+++ THE DATA
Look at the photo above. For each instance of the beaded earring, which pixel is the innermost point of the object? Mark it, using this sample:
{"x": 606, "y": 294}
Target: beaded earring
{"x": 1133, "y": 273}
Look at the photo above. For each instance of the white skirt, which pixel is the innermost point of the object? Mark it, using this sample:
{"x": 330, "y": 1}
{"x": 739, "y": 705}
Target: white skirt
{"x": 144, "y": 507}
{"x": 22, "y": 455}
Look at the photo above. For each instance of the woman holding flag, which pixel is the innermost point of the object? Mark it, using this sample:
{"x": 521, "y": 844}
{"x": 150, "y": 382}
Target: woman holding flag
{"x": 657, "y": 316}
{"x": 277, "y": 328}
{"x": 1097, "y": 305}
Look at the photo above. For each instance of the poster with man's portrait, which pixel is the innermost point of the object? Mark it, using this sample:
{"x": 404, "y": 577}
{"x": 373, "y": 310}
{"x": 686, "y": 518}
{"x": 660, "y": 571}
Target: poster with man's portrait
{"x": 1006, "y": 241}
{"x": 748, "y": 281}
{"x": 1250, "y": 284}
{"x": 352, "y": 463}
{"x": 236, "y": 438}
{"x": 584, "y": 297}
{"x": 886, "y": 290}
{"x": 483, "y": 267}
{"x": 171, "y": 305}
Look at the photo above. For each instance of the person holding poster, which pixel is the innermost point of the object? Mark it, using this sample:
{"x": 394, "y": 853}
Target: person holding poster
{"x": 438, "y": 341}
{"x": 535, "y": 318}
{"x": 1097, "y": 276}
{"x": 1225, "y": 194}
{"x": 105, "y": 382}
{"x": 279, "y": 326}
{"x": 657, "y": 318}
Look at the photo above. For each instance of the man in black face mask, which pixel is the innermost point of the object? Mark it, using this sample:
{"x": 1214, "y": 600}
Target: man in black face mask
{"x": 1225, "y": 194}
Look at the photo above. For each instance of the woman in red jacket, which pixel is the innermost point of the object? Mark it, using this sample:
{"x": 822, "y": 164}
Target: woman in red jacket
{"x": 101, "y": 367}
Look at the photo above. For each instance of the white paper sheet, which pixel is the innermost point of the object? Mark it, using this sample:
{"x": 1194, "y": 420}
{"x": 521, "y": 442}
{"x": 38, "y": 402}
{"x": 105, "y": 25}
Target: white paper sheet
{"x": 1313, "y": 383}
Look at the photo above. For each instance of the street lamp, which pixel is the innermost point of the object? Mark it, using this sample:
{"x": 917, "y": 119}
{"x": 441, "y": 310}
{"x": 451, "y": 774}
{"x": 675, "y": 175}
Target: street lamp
++++++
Give the lines from the one containing "the white paper" through the end of the entries again, exactly as written and with no other lines.

Look at the photo above. For each instance of the white paper sheet, which pixel is the innermost point of the object? Mark it, using this sample:
{"x": 1194, "y": 420}
{"x": 521, "y": 442}
{"x": 38, "y": 402}
{"x": 105, "y": 25}
Target: white paper sheet
{"x": 1313, "y": 383}
Look at the photo above. For each instance of the street lamp, which pixel is the innermost point of the object? Mark it, using this sample:
{"x": 917, "y": 119}
{"x": 441, "y": 310}
{"x": 451, "y": 774}
{"x": 675, "y": 175}
Target: street lamp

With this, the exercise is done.